[Location identification entries]
* START *

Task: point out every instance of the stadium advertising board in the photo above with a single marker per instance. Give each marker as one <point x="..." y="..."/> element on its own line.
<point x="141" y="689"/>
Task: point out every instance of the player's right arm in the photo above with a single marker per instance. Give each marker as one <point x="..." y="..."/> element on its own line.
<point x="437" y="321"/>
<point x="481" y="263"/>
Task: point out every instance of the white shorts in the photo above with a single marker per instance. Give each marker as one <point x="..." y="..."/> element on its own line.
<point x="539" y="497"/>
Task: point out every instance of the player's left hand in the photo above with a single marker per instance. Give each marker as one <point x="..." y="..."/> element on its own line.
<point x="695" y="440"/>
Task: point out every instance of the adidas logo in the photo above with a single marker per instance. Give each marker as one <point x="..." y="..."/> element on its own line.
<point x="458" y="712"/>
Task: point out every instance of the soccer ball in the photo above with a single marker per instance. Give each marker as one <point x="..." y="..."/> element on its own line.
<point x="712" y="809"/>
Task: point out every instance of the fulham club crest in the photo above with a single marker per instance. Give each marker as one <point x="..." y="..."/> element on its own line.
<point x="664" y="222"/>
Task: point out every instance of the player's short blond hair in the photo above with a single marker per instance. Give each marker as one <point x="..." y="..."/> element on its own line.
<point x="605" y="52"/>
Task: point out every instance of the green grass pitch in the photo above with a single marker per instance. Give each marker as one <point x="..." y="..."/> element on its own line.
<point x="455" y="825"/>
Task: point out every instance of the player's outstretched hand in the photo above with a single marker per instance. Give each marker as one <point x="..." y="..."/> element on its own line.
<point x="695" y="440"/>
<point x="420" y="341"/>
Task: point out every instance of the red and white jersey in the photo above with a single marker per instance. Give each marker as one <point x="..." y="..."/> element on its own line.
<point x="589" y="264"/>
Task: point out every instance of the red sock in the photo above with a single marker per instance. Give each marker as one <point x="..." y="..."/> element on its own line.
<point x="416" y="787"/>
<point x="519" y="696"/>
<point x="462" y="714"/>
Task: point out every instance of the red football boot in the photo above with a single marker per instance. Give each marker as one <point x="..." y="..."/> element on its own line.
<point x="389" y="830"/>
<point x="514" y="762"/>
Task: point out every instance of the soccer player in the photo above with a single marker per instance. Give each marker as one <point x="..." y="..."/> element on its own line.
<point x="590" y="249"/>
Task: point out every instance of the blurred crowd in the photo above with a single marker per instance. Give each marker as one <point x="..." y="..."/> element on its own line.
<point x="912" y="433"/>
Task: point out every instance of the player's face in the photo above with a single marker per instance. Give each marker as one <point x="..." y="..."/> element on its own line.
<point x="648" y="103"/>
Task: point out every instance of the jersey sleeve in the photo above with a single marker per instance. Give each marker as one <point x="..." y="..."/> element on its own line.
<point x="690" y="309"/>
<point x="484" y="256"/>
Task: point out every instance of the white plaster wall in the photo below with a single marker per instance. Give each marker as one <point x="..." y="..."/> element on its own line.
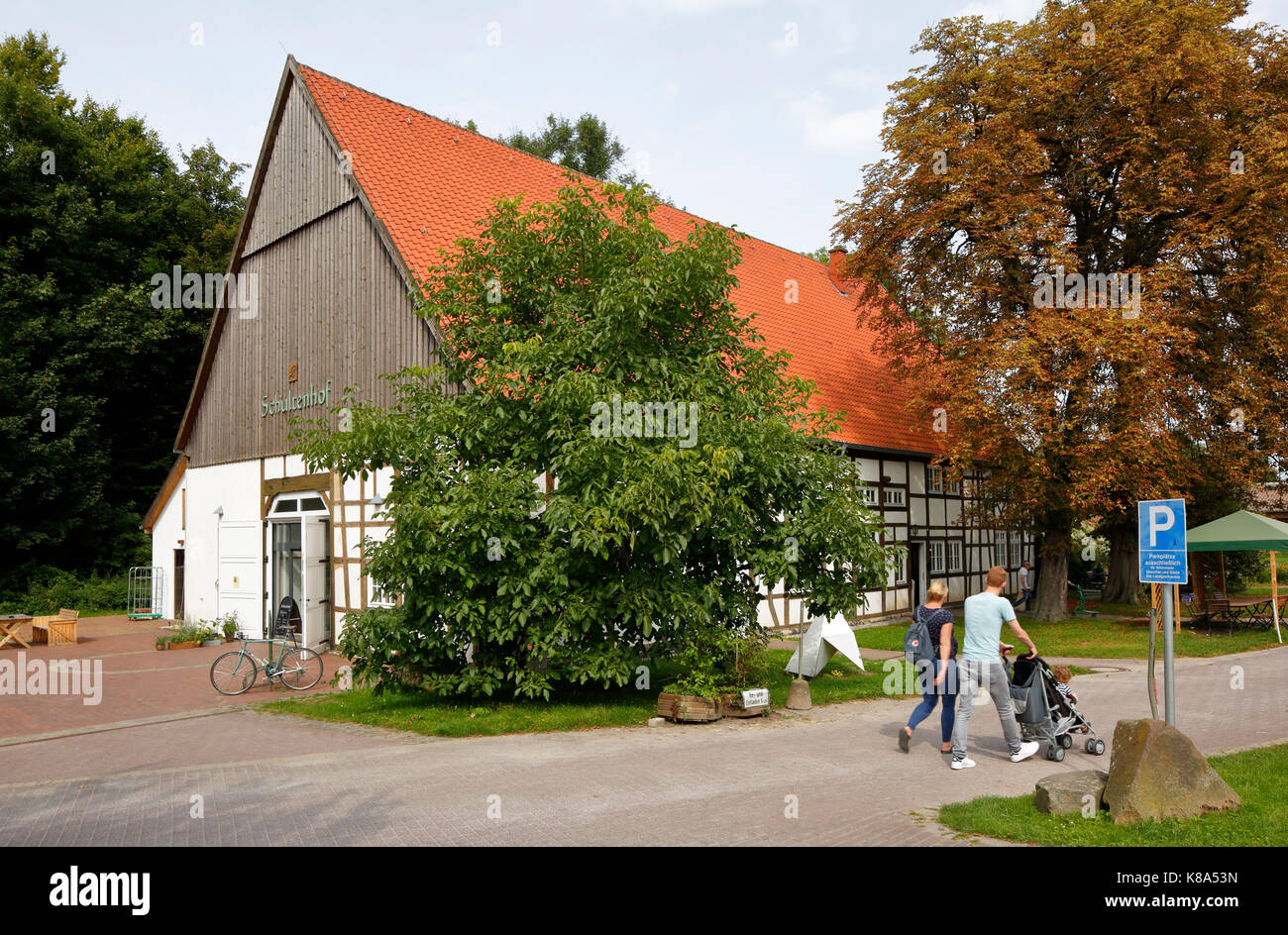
<point x="236" y="488"/>
<point x="167" y="535"/>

* END *

REQUIREMENTS: Rewrite the entries starting at the line that contains "Task: point out every instance of the jersey" and ending at the last entry, with "plaster" replaced by "brick" and nothing else changed. Omit the pictures from your answer.

FINISHED TASK:
Task: point out every instance of the jersey sleeve in the photo above with a single marker per instance. Give each marker as one <point x="..." y="..."/> element on its own line.
<point x="690" y="309"/>
<point x="484" y="256"/>
Task: point out every instance of the white brick wall in the photo below with a single marker per instance. Give each marker as one <point x="..." y="..."/> element on its own line.
<point x="236" y="488"/>
<point x="167" y="535"/>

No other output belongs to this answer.